## Short task
Display each line of the rows below that contains the string "patch".

[Dataset rows]
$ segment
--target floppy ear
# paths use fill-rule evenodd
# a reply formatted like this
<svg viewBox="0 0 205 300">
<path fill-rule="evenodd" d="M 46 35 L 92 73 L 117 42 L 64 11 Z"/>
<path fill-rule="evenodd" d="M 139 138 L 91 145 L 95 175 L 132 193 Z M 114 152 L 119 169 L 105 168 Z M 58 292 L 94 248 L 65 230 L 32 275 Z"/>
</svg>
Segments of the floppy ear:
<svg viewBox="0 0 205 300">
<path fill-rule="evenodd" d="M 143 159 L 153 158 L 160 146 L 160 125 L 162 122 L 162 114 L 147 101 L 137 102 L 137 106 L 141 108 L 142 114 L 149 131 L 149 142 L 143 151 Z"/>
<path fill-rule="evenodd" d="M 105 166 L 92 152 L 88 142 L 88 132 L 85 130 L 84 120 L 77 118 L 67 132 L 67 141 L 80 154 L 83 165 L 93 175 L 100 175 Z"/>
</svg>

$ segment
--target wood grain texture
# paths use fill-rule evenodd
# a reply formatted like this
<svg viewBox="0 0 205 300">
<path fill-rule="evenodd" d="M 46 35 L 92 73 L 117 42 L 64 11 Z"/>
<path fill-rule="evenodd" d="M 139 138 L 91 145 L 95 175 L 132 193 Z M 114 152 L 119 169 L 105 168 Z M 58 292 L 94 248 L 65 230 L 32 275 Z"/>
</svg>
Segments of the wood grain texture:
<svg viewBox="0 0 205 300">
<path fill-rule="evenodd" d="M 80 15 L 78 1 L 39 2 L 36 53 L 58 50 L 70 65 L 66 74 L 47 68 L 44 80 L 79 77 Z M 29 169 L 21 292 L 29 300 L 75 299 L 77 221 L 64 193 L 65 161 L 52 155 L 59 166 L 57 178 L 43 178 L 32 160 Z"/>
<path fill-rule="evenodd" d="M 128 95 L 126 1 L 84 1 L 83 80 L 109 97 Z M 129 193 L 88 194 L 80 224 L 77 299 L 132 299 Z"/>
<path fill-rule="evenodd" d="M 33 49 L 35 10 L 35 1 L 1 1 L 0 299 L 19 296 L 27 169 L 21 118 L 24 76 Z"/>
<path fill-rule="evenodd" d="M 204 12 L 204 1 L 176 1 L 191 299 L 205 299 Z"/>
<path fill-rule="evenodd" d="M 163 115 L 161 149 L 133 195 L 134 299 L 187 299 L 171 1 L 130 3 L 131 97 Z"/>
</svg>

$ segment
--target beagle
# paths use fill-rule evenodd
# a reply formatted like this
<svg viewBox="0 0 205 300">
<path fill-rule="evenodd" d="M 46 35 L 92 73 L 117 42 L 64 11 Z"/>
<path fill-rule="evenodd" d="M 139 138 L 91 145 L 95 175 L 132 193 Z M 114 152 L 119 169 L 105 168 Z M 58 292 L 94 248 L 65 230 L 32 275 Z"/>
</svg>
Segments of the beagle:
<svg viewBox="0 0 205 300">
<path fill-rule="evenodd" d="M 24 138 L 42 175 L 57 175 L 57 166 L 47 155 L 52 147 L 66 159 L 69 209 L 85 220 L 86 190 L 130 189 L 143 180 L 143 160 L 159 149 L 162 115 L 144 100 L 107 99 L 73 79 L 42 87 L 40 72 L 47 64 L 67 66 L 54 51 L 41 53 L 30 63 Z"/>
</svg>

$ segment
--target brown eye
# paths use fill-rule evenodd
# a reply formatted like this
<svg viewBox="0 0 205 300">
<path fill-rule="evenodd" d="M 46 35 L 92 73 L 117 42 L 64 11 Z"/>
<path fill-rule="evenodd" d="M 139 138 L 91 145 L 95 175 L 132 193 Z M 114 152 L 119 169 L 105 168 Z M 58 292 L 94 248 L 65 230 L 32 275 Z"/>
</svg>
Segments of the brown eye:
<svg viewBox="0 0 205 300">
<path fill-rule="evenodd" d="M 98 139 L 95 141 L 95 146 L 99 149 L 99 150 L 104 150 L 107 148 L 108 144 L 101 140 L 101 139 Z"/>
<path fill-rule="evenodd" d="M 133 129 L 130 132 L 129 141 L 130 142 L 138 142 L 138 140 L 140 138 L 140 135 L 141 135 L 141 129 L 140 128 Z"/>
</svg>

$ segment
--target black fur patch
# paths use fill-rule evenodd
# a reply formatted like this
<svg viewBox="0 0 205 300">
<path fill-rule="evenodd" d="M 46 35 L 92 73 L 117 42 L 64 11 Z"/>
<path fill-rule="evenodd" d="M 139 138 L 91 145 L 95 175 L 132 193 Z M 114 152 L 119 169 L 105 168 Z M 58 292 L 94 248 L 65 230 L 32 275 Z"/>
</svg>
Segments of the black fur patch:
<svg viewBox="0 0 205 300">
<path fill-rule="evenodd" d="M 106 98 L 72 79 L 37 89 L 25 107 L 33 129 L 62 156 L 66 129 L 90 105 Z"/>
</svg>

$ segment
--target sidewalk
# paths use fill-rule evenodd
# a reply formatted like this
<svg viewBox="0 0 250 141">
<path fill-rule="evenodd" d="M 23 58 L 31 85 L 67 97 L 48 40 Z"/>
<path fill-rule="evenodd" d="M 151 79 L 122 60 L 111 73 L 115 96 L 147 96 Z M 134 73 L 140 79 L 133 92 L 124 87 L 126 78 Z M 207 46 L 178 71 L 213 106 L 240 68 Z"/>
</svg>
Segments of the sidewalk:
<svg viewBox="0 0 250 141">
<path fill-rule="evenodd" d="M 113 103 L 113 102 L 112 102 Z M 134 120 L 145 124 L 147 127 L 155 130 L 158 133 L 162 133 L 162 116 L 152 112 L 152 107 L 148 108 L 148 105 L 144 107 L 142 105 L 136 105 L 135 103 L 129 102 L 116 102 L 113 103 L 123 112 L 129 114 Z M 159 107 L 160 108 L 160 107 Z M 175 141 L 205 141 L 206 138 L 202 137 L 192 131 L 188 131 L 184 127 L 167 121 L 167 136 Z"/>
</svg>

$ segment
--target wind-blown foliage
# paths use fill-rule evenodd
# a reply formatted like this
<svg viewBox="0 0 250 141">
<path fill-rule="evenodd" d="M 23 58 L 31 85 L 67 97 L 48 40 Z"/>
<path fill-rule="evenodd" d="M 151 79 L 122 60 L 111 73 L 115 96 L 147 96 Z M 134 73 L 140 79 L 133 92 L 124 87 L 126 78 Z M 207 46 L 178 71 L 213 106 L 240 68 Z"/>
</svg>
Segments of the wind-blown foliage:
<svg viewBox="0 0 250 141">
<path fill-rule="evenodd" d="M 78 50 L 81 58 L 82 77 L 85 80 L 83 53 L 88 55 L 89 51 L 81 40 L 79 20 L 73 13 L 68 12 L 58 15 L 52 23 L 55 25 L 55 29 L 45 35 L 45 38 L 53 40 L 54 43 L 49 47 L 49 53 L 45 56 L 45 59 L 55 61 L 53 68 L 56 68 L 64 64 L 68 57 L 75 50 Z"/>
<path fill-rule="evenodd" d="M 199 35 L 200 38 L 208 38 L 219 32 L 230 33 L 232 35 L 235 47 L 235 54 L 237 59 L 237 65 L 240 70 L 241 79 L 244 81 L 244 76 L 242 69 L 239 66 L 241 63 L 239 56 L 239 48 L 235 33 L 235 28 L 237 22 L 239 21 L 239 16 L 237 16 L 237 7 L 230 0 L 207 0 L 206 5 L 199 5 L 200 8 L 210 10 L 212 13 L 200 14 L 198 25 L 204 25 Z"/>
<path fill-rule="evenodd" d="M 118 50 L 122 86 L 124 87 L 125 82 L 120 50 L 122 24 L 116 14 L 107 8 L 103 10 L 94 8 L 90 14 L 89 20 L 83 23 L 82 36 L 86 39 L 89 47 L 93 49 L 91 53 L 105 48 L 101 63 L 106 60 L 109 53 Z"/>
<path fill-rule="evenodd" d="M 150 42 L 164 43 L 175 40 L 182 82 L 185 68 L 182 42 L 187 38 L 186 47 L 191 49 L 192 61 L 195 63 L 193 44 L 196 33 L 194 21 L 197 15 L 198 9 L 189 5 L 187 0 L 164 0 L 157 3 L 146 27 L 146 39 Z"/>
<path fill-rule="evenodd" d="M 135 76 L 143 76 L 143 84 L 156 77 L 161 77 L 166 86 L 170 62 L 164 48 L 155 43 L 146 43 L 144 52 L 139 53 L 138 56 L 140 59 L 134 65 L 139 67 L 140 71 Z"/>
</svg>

## Solution
--target black fur patch
Segments of the black fur patch:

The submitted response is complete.